**TASK:**
Locate each line in the records below that contains the string "positive", and copy every such line out in full.

**THE INPUT:**
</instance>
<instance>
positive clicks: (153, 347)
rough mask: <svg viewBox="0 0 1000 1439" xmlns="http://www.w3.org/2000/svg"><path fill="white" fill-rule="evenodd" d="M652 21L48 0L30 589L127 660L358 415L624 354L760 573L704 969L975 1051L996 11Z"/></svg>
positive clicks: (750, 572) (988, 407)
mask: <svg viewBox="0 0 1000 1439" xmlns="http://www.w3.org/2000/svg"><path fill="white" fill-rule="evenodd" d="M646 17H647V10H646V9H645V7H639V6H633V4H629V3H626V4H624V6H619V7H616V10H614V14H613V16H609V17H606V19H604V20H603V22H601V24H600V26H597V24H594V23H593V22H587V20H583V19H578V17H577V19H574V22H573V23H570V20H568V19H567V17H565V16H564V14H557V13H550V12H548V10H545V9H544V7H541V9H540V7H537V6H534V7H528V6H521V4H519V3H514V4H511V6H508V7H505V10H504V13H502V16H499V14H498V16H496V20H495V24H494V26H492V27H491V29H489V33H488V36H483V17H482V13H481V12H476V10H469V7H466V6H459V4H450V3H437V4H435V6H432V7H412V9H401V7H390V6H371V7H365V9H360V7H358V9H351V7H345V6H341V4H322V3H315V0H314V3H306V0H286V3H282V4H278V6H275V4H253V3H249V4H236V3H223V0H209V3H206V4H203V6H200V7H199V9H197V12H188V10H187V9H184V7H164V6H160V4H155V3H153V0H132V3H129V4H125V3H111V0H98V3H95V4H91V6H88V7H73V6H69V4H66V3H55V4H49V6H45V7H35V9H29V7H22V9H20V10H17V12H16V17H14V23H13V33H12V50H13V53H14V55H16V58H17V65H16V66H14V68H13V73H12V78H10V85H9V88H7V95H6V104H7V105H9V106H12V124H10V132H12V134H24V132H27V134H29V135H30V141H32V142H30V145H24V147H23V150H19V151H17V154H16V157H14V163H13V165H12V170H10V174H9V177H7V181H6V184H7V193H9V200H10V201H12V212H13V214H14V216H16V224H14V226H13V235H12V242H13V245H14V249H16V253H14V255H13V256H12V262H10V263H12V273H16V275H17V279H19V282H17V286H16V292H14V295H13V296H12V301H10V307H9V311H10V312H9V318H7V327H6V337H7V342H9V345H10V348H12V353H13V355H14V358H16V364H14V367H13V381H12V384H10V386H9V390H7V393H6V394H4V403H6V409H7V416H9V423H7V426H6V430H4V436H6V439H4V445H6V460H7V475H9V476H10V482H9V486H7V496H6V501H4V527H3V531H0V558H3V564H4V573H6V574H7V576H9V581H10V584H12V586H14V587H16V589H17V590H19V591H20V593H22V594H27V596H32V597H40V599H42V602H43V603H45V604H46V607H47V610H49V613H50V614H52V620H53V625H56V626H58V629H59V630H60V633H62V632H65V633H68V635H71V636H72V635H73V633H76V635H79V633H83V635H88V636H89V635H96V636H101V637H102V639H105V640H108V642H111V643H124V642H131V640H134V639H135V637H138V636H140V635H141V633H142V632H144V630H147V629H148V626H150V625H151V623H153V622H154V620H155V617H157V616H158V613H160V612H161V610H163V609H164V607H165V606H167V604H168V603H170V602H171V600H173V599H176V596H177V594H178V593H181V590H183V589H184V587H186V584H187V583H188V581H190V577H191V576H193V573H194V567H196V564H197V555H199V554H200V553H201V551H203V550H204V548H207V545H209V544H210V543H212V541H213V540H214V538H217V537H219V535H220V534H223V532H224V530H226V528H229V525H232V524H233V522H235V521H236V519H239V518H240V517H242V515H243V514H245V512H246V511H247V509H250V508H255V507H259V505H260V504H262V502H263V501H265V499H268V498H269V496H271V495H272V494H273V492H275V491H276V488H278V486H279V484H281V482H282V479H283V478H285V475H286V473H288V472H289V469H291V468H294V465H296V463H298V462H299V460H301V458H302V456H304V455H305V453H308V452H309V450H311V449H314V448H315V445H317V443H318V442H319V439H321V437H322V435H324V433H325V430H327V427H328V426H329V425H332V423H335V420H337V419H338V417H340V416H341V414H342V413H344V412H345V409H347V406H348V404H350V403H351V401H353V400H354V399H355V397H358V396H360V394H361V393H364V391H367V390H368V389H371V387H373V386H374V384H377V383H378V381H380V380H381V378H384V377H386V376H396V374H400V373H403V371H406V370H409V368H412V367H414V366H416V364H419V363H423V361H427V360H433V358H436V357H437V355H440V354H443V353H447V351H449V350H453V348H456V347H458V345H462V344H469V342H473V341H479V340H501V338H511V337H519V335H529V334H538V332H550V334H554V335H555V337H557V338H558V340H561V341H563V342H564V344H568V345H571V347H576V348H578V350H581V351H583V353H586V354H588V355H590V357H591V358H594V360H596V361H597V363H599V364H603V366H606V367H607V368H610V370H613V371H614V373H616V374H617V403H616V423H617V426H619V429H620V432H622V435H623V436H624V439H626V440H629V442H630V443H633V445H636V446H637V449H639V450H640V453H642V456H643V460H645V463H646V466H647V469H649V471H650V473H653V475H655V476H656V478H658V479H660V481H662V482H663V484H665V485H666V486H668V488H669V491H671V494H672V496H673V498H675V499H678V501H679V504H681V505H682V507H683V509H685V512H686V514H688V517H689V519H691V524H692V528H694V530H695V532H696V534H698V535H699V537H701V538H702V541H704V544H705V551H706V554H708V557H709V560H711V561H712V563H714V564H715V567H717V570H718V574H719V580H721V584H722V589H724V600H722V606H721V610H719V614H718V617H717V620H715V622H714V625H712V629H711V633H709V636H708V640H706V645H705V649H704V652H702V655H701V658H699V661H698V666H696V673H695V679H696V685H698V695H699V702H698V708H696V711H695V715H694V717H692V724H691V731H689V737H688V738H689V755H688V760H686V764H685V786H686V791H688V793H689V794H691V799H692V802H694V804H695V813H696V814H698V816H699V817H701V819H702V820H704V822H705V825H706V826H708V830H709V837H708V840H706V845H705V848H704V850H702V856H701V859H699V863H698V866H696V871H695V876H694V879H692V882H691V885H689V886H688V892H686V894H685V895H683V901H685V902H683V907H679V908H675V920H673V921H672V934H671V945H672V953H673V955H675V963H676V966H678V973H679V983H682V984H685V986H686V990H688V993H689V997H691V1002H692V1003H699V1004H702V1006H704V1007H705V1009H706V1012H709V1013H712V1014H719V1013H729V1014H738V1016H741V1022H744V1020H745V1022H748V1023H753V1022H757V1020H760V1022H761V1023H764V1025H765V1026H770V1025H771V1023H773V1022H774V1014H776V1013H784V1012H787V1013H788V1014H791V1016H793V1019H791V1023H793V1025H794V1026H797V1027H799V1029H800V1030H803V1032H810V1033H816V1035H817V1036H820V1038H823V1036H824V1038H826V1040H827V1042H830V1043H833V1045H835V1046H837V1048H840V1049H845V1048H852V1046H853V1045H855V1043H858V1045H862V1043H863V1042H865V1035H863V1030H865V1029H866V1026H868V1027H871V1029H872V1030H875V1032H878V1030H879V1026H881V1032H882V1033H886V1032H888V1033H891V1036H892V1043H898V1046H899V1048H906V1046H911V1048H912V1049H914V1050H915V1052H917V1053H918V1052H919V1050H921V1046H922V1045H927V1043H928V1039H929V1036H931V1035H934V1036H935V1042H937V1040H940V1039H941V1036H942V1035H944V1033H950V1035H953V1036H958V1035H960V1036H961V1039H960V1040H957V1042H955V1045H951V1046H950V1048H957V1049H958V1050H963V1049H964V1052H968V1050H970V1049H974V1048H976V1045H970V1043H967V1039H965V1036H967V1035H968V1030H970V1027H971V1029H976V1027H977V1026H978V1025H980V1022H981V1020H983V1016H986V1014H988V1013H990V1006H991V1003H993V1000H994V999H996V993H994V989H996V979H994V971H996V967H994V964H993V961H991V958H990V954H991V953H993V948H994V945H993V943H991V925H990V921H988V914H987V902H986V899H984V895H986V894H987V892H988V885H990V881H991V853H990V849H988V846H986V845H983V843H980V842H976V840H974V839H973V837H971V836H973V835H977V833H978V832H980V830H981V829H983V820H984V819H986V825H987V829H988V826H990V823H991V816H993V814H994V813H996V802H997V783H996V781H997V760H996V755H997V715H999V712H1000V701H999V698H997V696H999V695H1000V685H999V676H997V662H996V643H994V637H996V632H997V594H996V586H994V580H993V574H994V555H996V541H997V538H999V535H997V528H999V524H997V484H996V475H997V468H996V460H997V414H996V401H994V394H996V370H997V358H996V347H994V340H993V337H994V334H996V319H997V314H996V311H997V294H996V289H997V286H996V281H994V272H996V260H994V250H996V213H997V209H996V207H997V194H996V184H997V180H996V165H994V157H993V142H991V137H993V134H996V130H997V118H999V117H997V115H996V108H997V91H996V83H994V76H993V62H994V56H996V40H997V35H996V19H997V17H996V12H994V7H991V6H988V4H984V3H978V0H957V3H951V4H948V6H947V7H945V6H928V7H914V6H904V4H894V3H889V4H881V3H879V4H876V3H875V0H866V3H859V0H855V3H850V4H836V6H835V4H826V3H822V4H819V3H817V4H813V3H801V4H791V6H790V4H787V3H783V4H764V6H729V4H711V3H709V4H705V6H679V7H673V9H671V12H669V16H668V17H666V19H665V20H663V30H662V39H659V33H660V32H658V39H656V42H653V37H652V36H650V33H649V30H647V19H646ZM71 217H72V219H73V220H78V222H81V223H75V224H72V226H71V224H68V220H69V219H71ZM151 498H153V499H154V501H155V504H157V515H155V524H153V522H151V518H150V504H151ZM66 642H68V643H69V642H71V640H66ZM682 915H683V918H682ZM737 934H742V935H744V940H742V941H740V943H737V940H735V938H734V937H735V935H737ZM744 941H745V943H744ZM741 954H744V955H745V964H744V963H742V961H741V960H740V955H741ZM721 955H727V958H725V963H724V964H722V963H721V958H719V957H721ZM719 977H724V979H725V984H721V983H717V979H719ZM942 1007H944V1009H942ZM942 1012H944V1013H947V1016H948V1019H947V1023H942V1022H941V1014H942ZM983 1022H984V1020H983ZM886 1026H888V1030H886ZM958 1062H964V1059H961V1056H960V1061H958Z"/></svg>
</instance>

**RESPONSE TO THIS TASK:**
positive clicks: (153, 347)
positive clicks: (750, 572) (988, 407)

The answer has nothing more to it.